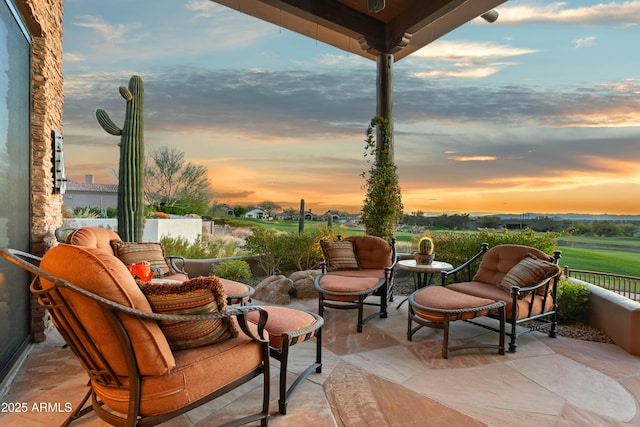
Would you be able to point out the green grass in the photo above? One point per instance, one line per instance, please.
(614, 261)
(623, 241)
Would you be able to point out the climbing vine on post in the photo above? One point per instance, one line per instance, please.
(382, 207)
(131, 168)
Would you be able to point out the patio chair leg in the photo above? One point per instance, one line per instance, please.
(360, 312)
(79, 411)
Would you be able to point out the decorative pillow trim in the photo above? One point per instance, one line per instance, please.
(528, 271)
(340, 255)
(131, 252)
(202, 295)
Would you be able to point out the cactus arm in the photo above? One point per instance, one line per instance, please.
(126, 93)
(131, 171)
(107, 124)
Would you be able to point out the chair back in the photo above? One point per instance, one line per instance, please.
(373, 252)
(93, 237)
(103, 342)
(497, 261)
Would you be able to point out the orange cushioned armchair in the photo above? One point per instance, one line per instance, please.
(135, 376)
(525, 278)
(354, 269)
(109, 241)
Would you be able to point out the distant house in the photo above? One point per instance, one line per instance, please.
(308, 216)
(89, 194)
(256, 213)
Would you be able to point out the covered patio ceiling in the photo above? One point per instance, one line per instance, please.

+++

__Exercise details__: Pictures aside, print every line of the material exactly.

__Completed exercise__:
Would you be able to point out the green grass in the photo above? One point per instance, one line per instance, please.
(614, 261)
(623, 241)
Would you be able to point out the climbing vine on post in the photo above? One point per instance, one line per instance, please.
(382, 207)
(131, 168)
Would you be able to point out the patio chair leg in the photo above? One point per instance, one line per instance, please.
(360, 312)
(79, 411)
Would you be able to point out the decorative pillow trim in the photo above? One point per instance, one line per instance, please.
(528, 271)
(340, 255)
(131, 252)
(202, 295)
Would you be able to point out the cactus arm in the photo above? One point per instance, one line per instance, please.
(126, 93)
(131, 171)
(107, 124)
Would you be able to point out the chair back in the photo above? One point per instance, one line per instance, please.
(373, 252)
(93, 237)
(103, 342)
(497, 261)
Would you be able to point out the orange cushioned armchair in the photo above? One point per instance, one line per instance, please.
(135, 376)
(525, 278)
(354, 269)
(109, 241)
Would you be able to point out the distant house in the photo above? One point per instance, one line per instance, please.
(308, 216)
(89, 194)
(256, 213)
Would you be able to point out the covered patio ceiling in the photo above? One point per instance, one line per instance, please.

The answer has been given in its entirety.